• **WHAT IS BEING ASKED**: Retrieve every line of the data holding the word "dark".

• **Stored items**:
"""

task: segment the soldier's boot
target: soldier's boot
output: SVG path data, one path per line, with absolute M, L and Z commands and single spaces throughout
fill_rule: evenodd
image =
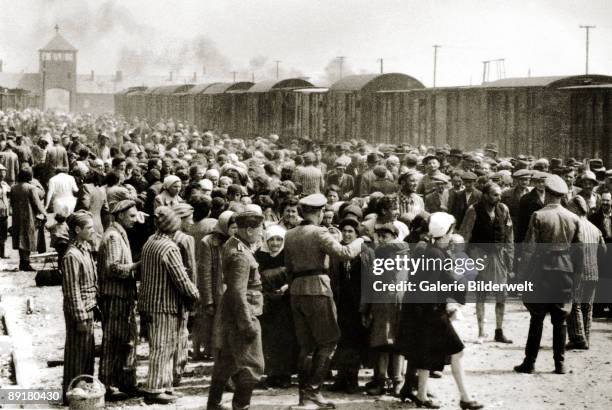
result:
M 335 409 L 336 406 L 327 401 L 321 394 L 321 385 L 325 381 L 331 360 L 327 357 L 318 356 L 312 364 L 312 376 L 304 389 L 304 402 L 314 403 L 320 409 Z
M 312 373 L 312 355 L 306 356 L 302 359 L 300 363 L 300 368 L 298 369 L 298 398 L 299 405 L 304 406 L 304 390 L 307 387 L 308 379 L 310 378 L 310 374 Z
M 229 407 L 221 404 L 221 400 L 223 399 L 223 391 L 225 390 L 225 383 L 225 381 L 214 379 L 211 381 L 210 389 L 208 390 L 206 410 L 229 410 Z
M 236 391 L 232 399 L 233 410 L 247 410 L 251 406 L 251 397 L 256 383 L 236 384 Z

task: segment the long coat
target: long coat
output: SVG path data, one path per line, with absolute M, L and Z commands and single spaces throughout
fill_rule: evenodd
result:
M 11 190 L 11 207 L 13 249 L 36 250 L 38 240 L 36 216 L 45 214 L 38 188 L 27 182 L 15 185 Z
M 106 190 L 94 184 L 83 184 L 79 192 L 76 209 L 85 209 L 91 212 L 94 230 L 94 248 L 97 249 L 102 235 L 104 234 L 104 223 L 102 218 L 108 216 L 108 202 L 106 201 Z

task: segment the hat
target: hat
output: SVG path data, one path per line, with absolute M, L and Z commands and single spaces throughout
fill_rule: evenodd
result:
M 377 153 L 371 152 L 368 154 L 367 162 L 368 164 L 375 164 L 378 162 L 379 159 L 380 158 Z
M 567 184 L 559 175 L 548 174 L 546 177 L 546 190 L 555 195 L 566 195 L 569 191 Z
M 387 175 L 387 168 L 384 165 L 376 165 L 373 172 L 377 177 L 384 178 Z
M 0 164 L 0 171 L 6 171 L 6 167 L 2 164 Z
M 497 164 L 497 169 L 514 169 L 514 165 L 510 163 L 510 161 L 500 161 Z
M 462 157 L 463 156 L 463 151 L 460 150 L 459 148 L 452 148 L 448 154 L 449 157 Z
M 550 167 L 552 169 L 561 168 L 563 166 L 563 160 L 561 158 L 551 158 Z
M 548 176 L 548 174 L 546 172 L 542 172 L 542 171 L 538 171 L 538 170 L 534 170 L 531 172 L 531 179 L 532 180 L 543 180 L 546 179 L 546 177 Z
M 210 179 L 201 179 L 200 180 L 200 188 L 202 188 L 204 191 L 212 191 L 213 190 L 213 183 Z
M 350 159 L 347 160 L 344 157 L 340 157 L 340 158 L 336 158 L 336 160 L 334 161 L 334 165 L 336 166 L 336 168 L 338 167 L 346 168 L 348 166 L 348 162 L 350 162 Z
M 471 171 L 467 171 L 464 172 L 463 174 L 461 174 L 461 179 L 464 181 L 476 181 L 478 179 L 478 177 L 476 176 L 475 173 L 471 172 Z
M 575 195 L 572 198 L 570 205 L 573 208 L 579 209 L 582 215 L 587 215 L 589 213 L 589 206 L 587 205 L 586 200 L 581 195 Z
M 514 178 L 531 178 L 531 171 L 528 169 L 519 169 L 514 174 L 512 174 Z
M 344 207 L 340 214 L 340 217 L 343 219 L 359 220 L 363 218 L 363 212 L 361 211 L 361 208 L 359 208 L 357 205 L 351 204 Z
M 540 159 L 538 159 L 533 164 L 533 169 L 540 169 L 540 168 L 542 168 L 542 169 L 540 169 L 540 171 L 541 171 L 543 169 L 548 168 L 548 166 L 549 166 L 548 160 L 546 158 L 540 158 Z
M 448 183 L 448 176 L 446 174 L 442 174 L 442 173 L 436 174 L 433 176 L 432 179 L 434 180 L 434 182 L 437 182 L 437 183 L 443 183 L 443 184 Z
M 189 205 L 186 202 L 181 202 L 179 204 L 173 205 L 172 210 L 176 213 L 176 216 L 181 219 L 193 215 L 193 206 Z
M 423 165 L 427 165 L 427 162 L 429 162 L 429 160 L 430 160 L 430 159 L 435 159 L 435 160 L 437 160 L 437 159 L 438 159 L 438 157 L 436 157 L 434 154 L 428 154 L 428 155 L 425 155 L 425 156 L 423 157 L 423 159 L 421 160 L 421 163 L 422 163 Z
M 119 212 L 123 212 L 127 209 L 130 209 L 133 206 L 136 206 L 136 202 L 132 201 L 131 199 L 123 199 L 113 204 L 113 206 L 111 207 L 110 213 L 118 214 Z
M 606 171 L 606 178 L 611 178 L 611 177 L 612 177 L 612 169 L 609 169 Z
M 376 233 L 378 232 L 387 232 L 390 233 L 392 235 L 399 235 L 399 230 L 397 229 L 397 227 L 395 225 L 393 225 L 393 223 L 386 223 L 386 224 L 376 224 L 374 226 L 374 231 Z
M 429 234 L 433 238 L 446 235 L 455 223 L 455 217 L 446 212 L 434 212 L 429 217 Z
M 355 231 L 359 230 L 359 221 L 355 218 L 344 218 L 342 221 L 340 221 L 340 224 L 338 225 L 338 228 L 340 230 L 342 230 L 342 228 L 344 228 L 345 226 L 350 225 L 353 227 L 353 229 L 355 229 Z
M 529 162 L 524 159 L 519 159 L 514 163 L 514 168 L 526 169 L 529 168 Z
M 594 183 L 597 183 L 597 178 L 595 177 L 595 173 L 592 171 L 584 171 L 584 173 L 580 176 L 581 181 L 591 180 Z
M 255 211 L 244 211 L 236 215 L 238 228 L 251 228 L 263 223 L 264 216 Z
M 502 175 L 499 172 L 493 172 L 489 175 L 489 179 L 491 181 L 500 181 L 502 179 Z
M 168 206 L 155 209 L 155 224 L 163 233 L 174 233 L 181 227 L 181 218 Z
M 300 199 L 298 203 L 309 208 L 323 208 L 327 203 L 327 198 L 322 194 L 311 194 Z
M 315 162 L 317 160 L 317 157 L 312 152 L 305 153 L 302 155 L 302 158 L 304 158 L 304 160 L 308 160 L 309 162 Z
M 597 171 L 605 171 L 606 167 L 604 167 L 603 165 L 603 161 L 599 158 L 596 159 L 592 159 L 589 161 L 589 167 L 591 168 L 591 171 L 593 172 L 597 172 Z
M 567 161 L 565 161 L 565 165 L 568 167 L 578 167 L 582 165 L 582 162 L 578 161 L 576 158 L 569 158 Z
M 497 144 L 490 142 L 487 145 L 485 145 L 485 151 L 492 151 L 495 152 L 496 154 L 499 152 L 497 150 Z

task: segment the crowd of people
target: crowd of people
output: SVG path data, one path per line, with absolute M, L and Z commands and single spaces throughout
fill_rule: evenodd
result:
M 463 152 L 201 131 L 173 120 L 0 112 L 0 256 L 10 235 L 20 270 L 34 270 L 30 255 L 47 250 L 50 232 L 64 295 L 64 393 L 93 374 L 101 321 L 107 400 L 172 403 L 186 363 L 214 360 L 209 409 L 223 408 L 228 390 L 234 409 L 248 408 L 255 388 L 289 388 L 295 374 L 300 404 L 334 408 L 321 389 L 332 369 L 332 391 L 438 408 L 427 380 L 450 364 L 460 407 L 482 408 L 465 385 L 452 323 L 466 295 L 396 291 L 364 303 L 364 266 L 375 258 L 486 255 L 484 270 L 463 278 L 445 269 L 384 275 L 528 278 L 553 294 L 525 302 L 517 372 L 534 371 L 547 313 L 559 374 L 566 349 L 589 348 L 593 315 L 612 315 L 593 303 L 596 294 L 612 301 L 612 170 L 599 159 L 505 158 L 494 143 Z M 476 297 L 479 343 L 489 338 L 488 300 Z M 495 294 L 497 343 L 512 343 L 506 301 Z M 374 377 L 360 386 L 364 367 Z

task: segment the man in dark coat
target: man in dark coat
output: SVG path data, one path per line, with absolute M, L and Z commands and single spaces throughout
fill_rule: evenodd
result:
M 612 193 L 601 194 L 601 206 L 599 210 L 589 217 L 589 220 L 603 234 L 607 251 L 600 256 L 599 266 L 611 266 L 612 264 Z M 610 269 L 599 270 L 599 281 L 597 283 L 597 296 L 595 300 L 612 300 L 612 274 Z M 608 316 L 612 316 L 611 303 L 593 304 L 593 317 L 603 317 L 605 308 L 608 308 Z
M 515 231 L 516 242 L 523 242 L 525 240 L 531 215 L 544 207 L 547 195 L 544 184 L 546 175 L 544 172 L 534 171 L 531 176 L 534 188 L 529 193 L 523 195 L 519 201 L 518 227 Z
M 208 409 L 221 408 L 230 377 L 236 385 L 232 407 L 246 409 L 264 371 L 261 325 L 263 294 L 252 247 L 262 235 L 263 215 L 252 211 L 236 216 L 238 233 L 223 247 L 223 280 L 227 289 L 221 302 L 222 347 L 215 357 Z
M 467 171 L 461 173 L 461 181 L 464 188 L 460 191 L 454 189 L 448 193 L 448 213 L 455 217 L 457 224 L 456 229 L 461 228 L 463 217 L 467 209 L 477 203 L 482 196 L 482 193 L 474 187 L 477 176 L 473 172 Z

"""
"""

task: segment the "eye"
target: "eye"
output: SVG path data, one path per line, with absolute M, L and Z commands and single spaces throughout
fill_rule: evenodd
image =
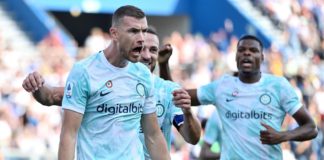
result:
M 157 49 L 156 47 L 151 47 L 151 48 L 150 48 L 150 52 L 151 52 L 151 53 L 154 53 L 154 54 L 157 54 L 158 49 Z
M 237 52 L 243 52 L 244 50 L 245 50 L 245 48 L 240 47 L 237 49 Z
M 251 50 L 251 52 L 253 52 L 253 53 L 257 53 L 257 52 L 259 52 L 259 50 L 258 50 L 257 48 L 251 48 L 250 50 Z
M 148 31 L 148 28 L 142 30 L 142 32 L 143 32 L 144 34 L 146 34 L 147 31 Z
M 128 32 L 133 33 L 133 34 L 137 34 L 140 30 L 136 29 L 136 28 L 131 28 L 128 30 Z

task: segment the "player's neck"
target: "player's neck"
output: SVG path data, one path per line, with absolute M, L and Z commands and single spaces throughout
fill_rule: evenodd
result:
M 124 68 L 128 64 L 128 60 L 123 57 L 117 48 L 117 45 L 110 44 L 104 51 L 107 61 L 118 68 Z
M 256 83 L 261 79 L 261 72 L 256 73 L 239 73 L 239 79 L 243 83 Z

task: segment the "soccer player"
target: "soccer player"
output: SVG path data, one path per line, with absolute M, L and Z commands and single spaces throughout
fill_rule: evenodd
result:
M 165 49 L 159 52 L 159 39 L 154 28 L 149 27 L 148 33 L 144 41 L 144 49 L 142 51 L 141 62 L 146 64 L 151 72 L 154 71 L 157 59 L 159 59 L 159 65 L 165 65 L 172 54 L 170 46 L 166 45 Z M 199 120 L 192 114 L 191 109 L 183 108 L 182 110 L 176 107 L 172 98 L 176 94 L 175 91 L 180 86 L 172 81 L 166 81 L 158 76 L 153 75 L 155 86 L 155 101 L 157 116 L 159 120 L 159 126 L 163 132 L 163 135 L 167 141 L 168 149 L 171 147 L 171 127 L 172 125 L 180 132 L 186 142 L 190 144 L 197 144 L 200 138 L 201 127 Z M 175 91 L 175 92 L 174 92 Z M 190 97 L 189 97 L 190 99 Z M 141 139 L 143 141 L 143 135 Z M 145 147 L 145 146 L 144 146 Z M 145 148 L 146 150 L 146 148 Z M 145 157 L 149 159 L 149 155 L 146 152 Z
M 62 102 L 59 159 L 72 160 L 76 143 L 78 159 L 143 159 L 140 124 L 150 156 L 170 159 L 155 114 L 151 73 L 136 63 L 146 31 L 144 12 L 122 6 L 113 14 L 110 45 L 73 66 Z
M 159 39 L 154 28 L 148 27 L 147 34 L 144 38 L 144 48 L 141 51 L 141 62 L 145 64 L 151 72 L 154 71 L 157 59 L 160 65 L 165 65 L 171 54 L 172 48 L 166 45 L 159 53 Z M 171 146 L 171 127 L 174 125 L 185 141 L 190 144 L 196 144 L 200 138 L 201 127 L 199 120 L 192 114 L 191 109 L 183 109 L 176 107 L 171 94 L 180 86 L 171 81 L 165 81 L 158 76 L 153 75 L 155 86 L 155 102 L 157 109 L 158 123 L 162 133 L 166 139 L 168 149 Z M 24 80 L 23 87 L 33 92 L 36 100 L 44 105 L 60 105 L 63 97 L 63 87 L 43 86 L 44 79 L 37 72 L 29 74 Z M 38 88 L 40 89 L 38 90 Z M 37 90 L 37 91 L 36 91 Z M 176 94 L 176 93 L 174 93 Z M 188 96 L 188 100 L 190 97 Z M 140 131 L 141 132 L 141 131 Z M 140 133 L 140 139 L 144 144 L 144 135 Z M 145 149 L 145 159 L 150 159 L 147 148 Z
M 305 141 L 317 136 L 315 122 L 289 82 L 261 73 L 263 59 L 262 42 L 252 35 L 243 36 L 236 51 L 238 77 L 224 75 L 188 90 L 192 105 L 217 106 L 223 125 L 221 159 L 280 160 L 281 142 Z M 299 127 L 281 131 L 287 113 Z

"""

• **EXERCISE RESULT**:
task: segment the man in dark coat
target: man in dark coat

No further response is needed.